> [Problem requirements]:
Write out the listing below in full and exactly, leaving out every picture.
***** Records shown
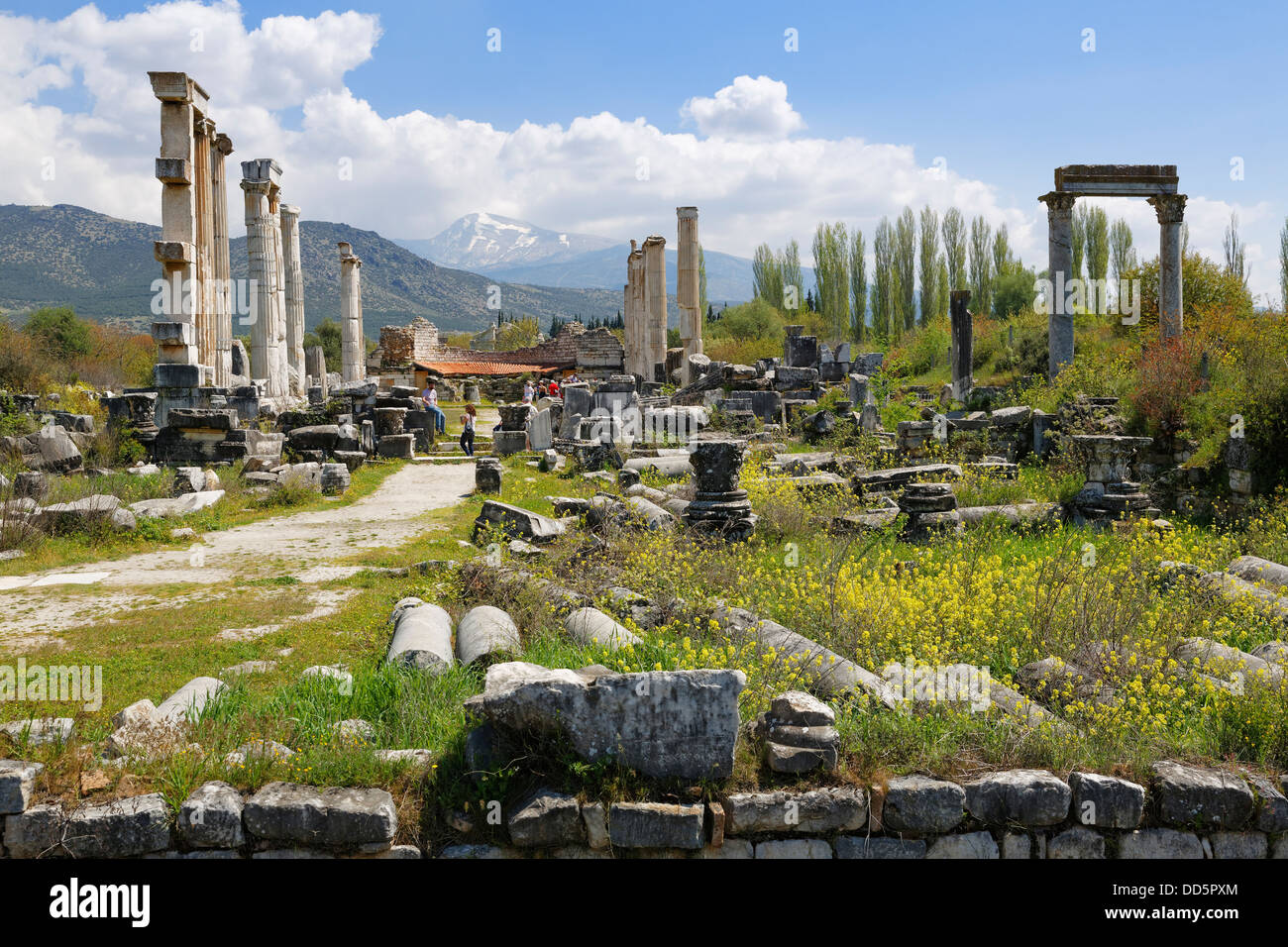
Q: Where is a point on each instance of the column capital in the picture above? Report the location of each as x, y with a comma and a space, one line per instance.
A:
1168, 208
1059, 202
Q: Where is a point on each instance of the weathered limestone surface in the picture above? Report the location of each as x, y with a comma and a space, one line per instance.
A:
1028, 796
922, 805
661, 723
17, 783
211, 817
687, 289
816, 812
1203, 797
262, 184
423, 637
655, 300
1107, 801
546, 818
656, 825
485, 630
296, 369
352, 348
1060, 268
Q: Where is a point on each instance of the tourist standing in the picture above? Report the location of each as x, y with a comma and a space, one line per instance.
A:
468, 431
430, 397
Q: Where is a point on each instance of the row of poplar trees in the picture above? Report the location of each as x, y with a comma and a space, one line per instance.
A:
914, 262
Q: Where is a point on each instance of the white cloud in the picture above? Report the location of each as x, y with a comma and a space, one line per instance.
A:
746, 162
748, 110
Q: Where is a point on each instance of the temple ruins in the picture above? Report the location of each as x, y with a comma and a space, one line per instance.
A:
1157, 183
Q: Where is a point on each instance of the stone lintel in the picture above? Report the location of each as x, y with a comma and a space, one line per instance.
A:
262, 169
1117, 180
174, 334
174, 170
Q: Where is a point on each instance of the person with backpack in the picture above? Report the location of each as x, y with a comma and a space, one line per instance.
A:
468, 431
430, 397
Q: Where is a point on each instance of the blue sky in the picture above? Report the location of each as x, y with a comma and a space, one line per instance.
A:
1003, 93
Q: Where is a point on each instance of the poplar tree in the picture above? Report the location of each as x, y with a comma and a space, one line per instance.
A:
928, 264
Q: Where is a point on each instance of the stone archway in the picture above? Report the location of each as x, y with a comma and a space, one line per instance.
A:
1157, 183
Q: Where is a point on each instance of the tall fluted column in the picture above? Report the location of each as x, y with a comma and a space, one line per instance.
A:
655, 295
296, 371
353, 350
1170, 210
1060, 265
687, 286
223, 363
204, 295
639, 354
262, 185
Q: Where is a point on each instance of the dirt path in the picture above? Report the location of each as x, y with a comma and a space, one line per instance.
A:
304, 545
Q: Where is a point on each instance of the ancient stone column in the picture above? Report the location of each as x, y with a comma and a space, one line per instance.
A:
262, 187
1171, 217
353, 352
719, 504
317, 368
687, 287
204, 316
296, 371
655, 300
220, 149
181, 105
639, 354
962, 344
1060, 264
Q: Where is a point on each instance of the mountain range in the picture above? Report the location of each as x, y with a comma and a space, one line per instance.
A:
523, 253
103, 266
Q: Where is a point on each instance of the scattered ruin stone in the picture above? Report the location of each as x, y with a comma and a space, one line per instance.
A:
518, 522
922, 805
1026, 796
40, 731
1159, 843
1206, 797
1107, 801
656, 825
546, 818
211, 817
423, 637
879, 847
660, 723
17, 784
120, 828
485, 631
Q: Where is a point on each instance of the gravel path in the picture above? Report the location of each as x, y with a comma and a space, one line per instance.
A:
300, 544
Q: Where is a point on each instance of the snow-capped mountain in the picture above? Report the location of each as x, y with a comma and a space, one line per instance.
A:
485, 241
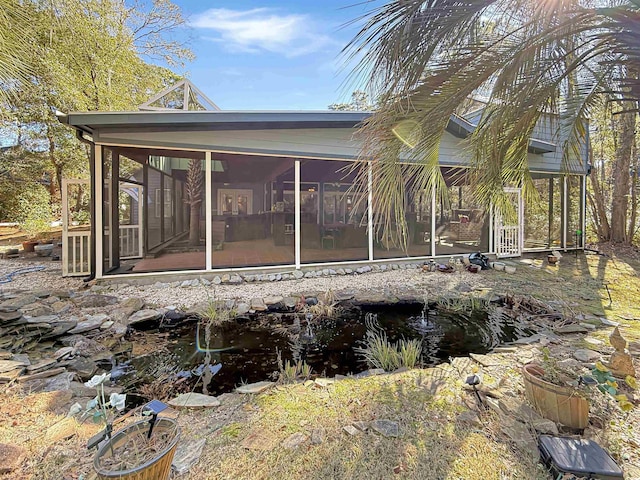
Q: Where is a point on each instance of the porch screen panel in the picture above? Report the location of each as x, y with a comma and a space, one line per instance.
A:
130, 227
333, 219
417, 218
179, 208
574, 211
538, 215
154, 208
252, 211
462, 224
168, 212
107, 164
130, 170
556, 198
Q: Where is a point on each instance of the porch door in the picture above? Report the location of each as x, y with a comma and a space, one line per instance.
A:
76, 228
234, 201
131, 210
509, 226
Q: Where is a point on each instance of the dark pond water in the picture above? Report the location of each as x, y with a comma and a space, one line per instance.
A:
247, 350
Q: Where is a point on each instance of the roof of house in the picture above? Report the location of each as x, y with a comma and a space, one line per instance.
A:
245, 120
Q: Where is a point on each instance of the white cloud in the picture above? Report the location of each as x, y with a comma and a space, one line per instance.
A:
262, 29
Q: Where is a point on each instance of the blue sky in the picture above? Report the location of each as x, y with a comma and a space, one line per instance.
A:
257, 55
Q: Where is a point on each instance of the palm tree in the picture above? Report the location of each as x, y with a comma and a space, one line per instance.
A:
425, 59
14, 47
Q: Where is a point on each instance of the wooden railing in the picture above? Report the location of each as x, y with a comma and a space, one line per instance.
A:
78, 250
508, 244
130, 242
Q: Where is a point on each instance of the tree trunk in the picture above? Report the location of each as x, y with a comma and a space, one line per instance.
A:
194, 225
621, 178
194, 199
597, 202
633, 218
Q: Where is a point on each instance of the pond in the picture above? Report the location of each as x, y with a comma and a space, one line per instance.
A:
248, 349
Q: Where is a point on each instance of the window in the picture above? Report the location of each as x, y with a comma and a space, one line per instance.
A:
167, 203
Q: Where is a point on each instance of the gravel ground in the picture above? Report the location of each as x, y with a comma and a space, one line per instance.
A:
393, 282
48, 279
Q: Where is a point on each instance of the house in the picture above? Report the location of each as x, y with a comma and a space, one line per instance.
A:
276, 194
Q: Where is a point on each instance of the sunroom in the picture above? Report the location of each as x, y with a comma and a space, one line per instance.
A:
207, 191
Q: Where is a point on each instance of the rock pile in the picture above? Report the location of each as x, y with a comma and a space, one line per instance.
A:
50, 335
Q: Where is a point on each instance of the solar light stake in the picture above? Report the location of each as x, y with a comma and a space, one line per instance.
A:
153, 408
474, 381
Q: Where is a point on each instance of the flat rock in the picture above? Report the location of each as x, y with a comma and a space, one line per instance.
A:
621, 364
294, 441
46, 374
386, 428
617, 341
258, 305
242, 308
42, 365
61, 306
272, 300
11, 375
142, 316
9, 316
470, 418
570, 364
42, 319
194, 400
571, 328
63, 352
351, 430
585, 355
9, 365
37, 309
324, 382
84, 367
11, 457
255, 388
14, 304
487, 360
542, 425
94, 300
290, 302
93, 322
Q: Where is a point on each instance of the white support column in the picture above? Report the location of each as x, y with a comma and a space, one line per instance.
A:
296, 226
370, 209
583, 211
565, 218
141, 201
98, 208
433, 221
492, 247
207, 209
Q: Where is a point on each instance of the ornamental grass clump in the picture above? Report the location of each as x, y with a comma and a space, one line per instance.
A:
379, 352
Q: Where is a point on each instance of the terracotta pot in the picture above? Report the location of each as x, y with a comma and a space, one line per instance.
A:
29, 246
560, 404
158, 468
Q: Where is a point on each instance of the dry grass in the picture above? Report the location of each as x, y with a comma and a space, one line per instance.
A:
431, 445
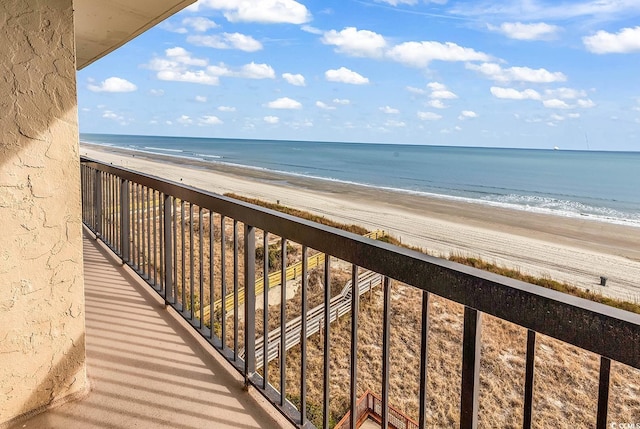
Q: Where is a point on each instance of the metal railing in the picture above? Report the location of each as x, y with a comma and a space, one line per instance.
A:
**********
> [Written solution]:
Q: Where is a point on each instance of the column capital in the picture above? Report the location of each as x, y with a comma and a space, one line per instance.
A:
1168, 208
1059, 202
Q: Where is a point on each instance of the weathered limestone surface in the picture above? Report the location of each as x, y with a comma and a space, one line per instance.
A:
1028, 796
922, 805
661, 723
17, 783
211, 817
687, 289
816, 812
1203, 797
262, 184
423, 637
655, 300
1107, 801
546, 818
656, 825
485, 630
296, 369
352, 348
1060, 268
Q: Where is a point on each instance of the tourist standing in the picture above? Report the location of each as x, y with a comma and a space, one line per instance.
A:
468, 431
430, 397
Q: Where is a point on each instance of the row of poplar trees in the picture above? Report the location of each as x, y with a comma and a space, one line per instance.
A:
914, 262
Q: Where is a point on each instance of the white cloud in the picture above? Report the location of each as x, y with a comma and a space, one line per instance.
A:
746, 162
748, 110
Q: Where is a point on each instance of the temple ruins in the picture above? Report the location of each as x, y with a comma and a space, one line per instance.
A:
1157, 183
Q: Where is a point on each instance of the stone lintel in the picture above? Report the location of each as x, y with a comma and a space, one line per instance.
A:
262, 169
1117, 180
174, 334
174, 170
Q: Where is a point on each instance of the person with backpack in the picture above? Report the location of each as x, y with a comma and a space, one line per instance.
A:
468, 431
430, 397
Q: Where is a point on each instance of the blue sky in the picture above? Report the location of each as x, y with a comma and a space, one line per instance.
A:
1003, 93
Q: Where is a point on each instance of the poplar tree in the picture above? Report the location of each as x, y with a comma and a space, one line per instance.
A:
928, 264
Q: Where is a point on each instance of the stone archway in the picture above? Report the location of each as x, y with a comma and a space, one line per instance.
A:
1157, 183
Q: Where is a point on each instance of the tall fluted column in the picture above? Report the location of each as x, y with a comma and a space, one line per instance.
A:
655, 295
296, 371
353, 350
1170, 210
1060, 265
687, 286
223, 363
204, 295
639, 354
262, 185
Q: Where is a point on each instance of the dirt path in the picture above? Report the location of each as x, y with a comma and a space, one line per instance.
A:
304, 545
Q: Where is a point on each instance of the ancient stone column in the picture above? Report the location of each as x, y with a comma and a space, one line per instance.
A:
262, 187
1171, 217
353, 352
719, 504
317, 368
687, 287
204, 316
296, 371
655, 300
220, 149
181, 105
639, 354
962, 344
1060, 264
Q: Where is a point on each instance of the mountain range in the picture above? Report the location of each as x, y with a comma and a space, one line per instance.
A:
523, 253
103, 266
Q: Where is a point on each instance of the scattered ruin stone in the picture above? Report the location of each as x, y with a comma and a space, one line per instance.
A:
518, 522
922, 805
1026, 796
40, 731
1159, 843
1206, 797
1107, 801
656, 825
546, 818
211, 817
423, 637
879, 847
660, 723
17, 784
120, 828
485, 631
Q: Where is a point on each instance of the gravel path in the picture above? Report the location of each as x, y with a comma and a space, one line per instance.
A:
300, 544
Q: Where is a point on each instance of the snow-capped mountain in the picture above? Report the location of each as x, y with a comma and a space, one line per instance.
A:
485, 241
Q: Where is a point on each instance of the porch screen panel in the picture above? Report the location of each as x, y with a comma and a space, one line per instance.
A:
130, 227
333, 219
417, 218
179, 208
574, 211
538, 215
154, 208
252, 211
462, 224
168, 212
107, 164
130, 170
556, 198
Q: Where is a point on each instance of the porch door in the picture above? Report the location of each as x, y with a comma and a space, one line per instance.
A:
76, 228
234, 201
131, 210
509, 226
Q: Where is a point on each instance of the dark pond water in the picture above? Report the location of each as x, y with a comma and a space, one line per instance.
A:
247, 350
Q: Where is a point on each instance of the roof of house in the picture above? Report the location of each as x, y with a comma and a space, one line per instance.
A:
245, 120
Q: Where is a point on each instance of the white cloud in the picture above? Report the location of each as x, y with a comma and a space, one line per instance.
A:
262, 29
Q: Where is a point on each instance of the blue sky in the picture above? Report the location of each as x, y with a comma and a space, one line per instance.
A:
257, 55
Q: Where is a point on each instance of the palm tree in the picture above? Report the location of each as x, y with a comma and a space, one line per instance.
A:
425, 59
14, 47
Q: Where is a point on each instance of the wooden railing in the picture above? Report the location of each as x, y with a comma and a space, one line per instance.
A:
78, 250
508, 244
130, 242
Q: Where is a point on each instance of the tree trunk in the picture above? Report the location of each as x, y with a comma and a space, one line per instance.
A:
194, 225
621, 178
194, 199
597, 202
633, 218
Q: Where is a point on each instance of the pond in the picture above? Report the location of each as x, y with a comma and a space, one line per instance.
A:
248, 349
Q: Where is a point on each instance of the window in the picture above? Report the location of each as x, y with a comma and a space, one line per instance.
A:
167, 203
Q: Where is a point on each instance of the gravel ground in the picture above? Report the location of each as x, y with a comma and a space, one line per instance.
A:
393, 282
48, 279
Q: Where is a point on each instance of the house in the picture above? Report the location of each as x, y with a comma and a space, one line per instance.
A:
276, 194
Q: Where is a point on each instance of the sunroom in the picture above? Report the location of each as x, y with a comma and a space, one line per instance.
A:
207, 191
Q: Where is a point on each instance of the rock pile in the picture above? Report the location of each as x, y with a comma and a space, one line per instance.
A:
50, 335
Q: Where is a point on each instance of the solar light stake in the picture above? Report the location of each as x, y with a comma and a space, one line per instance.
A:
153, 408
474, 381
Q: Where is a point on each instance of the flat rock in the picture above? Report the location of each as x, y with a comma and a space, one line per instance.
A:
621, 364
294, 441
46, 374
386, 428
617, 341
258, 305
242, 308
42, 365
61, 306
272, 300
11, 375
142, 316
9, 316
470, 418
570, 364
42, 319
194, 400
571, 328
63, 352
351, 430
585, 355
9, 365
37, 309
324, 382
84, 367
11, 457
255, 388
14, 304
487, 360
542, 425
94, 300
290, 302
93, 322
Q: Where is a point on each instance of the white support column in the picture above? Report the location of each as x, y with a comma and a space, one line per instance.
A:
296, 226
370, 209
583, 211
565, 218
141, 201
98, 208
433, 221
492, 247
207, 209
Q: Where is a point on each instance of the ornamental grass clump in the picture above? Report the location of each as x, y with a comma and a space, one line per instance.
A:
379, 352
Q: Where is a point on each instance of the terracotta pot in the picture above? Report the location of each as x, y with a comma and a space, one line per instance.
A:
29, 246
560, 404
158, 468
Q: Where is a point on each instance of the dry grass in the picture above? Report the location of each as x, y with a comma and a space, one line per instance.
A:
431, 445
Q: Where is a point on each instance of the metal railing in the picture above? Report the location of each as x, y with a comma and a space, one line per instance.
A:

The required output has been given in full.